INSTRUCTIONS FOR THE TASK => Give back every line of the material exactly. Skip the pictures.

MATERIALS PROVIDED =>
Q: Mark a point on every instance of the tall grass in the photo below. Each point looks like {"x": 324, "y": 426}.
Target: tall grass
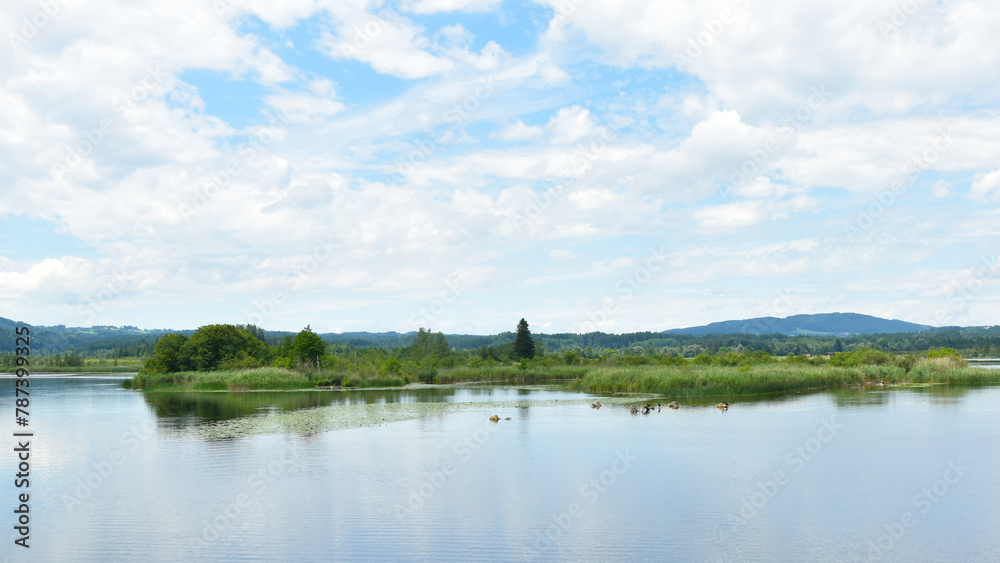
{"x": 259, "y": 378}
{"x": 510, "y": 374}
{"x": 689, "y": 380}
{"x": 697, "y": 380}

SOLUTION FOR THIS PROBLEM =>
Q: Mark a point on every instance of the tall grass in the photo below. Each point looks like {"x": 324, "y": 426}.
Target: tall grass
{"x": 259, "y": 378}
{"x": 510, "y": 374}
{"x": 689, "y": 380}
{"x": 697, "y": 380}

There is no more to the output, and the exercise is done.